- Work instruction
From the data below, repeat exactly the lines from the line with "positive clicks: (6, 69)" to the line with "box: [0, 226, 480, 313]", both included.
=== Given data ===
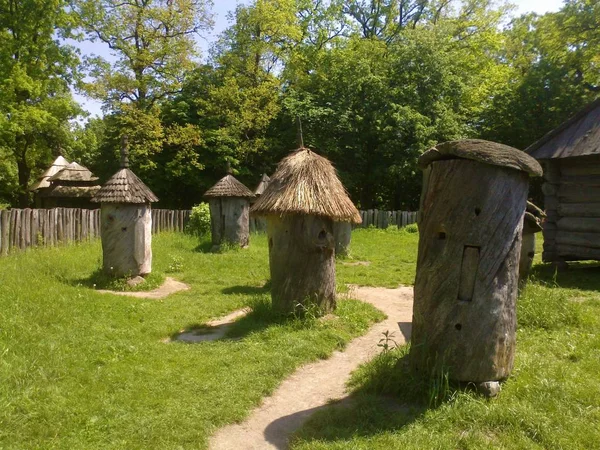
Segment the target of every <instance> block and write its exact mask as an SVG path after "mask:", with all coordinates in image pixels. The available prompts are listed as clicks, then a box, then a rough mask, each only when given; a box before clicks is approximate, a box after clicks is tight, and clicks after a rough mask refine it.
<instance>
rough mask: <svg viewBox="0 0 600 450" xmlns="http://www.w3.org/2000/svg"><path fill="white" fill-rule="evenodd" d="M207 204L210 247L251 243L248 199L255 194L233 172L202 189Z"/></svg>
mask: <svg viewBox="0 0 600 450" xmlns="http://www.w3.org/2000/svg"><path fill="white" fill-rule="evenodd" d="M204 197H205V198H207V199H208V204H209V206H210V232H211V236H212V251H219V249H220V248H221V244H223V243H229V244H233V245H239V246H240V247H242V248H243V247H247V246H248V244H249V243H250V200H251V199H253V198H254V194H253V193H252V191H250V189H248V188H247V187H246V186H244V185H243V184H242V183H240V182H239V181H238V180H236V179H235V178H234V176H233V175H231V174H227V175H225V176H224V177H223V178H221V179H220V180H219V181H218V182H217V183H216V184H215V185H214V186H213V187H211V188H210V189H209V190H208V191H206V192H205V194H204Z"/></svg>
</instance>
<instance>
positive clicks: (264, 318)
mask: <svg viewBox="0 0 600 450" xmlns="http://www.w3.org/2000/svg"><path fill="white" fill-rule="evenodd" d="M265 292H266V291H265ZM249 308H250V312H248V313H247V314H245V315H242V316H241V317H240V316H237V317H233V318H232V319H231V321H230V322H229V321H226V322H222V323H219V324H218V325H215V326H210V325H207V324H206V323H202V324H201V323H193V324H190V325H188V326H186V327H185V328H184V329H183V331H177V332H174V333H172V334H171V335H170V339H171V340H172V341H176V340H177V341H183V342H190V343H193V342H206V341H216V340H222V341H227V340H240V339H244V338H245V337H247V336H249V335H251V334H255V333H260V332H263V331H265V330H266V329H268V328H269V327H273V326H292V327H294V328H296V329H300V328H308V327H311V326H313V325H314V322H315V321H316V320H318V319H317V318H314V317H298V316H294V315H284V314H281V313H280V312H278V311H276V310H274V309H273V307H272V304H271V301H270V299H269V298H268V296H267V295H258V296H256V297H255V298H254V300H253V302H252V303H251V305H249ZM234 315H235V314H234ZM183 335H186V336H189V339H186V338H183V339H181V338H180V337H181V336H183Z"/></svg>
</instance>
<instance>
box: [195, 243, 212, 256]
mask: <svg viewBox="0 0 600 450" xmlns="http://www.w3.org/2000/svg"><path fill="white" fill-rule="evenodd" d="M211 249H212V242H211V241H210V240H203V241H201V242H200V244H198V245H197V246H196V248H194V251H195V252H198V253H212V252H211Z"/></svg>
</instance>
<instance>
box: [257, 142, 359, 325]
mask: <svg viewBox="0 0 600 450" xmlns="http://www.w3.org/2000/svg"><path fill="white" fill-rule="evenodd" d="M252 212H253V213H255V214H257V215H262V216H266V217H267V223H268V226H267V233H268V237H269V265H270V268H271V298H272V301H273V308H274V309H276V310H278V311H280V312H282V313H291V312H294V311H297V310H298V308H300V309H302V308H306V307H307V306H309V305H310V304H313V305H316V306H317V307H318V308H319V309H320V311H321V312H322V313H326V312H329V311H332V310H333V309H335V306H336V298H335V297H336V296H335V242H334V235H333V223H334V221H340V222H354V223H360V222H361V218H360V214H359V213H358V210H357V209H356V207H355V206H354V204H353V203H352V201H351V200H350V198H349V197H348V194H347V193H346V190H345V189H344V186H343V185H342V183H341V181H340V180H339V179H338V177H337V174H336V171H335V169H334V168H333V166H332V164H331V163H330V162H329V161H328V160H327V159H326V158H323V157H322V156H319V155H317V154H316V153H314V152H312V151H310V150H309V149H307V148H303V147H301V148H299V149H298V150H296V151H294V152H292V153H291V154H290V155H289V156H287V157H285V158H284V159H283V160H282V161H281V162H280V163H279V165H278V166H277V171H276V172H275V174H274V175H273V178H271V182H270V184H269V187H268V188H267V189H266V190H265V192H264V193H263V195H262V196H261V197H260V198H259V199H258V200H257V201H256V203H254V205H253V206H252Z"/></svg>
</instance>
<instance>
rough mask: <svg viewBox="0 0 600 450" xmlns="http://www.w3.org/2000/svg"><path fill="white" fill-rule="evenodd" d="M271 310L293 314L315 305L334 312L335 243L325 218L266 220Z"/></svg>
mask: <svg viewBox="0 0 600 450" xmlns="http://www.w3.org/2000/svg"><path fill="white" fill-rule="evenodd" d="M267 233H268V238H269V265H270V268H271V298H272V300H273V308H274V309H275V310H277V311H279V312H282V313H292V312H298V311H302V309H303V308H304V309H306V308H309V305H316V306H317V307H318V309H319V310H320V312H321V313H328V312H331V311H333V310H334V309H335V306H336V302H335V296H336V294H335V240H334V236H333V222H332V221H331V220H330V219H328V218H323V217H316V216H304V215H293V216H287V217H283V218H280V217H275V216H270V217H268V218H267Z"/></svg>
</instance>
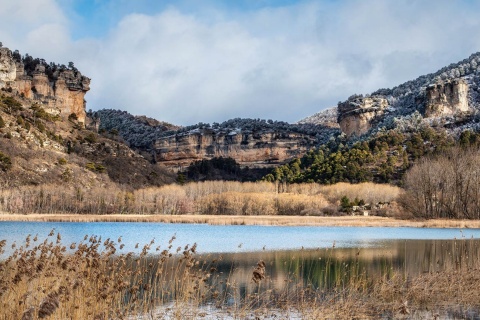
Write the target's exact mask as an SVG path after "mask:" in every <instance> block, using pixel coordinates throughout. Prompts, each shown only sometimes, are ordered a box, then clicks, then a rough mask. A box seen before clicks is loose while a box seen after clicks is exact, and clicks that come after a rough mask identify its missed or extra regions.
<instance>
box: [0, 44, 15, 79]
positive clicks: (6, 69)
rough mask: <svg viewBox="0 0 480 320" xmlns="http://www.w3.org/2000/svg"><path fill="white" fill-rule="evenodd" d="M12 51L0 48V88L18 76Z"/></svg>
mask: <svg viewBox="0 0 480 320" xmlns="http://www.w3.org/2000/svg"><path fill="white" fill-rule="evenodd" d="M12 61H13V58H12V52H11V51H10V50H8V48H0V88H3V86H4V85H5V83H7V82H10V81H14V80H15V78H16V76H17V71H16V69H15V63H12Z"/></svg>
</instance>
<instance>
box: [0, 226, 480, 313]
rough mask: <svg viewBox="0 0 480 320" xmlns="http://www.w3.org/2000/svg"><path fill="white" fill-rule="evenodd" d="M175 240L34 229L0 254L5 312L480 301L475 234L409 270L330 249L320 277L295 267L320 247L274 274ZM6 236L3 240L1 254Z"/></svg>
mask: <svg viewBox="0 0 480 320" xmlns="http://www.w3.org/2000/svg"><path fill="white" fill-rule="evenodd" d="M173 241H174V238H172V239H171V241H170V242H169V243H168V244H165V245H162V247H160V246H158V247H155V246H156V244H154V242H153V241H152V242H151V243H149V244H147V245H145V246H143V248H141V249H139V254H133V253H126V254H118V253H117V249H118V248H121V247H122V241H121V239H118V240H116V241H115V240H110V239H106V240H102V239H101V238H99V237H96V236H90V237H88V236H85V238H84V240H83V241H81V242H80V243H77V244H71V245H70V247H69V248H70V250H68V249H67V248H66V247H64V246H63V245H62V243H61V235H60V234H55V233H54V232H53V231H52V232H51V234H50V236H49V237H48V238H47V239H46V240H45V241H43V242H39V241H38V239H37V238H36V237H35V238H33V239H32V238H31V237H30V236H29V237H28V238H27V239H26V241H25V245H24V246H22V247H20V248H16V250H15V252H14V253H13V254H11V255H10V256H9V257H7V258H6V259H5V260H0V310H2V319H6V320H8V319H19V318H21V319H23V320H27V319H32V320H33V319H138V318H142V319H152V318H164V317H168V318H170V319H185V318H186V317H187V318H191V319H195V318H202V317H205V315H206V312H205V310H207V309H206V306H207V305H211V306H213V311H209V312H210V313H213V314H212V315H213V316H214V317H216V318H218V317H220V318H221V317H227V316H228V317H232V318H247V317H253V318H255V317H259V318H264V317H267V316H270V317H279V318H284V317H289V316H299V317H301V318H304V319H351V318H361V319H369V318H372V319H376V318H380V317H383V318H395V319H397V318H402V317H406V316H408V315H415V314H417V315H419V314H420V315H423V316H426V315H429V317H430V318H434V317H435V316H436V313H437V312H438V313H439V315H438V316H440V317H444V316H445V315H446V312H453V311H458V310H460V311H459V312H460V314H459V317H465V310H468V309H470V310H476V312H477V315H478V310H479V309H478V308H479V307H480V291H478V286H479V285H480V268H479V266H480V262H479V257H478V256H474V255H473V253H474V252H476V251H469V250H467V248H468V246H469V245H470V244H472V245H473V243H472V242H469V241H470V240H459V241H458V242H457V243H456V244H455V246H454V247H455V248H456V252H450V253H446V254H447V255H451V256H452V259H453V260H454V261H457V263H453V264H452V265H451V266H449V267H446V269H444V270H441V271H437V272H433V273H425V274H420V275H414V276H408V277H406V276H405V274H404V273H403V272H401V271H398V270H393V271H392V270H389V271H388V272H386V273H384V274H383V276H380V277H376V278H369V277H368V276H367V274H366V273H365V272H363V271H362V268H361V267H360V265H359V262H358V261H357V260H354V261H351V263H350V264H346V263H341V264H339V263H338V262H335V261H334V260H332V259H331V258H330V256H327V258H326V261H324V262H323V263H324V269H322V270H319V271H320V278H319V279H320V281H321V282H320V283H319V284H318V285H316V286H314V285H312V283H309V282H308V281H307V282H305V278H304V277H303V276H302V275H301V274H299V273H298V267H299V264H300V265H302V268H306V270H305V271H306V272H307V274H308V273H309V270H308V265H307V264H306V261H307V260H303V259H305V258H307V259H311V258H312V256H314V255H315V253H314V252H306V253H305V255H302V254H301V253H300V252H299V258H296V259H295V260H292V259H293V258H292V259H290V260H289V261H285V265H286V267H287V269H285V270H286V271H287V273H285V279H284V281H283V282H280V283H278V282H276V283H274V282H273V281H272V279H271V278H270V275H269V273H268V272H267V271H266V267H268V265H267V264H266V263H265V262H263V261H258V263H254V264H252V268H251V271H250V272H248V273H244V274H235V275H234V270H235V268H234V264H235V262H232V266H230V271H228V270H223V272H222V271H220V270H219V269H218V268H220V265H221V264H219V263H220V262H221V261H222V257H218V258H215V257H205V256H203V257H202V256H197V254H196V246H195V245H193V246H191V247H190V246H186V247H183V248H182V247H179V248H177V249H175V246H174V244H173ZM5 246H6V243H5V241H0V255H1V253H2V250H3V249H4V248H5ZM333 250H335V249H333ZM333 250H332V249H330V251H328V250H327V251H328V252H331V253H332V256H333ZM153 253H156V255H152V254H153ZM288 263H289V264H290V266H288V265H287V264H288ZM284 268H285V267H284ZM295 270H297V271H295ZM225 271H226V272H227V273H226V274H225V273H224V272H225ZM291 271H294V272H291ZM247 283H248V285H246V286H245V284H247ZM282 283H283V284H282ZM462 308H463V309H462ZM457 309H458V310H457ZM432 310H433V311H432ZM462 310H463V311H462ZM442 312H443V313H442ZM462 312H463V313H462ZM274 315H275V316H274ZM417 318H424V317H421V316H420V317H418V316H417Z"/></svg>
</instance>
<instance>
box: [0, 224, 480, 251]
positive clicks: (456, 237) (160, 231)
===
- Exercise answer
positive clicks: (6, 69)
rough mask: <svg viewBox="0 0 480 320" xmlns="http://www.w3.org/2000/svg"><path fill="white" fill-rule="evenodd" d="M12 51L0 48V88L18 76Z"/></svg>
mask: <svg viewBox="0 0 480 320" xmlns="http://www.w3.org/2000/svg"><path fill="white" fill-rule="evenodd" d="M12 61H13V58H12V52H11V51H10V50H8V48H0V88H3V86H4V85H5V83H7V82H10V81H14V80H15V78H16V76H17V71H16V69H15V63H12Z"/></svg>
</instance>
<instance>
box: [0, 226, 480, 313]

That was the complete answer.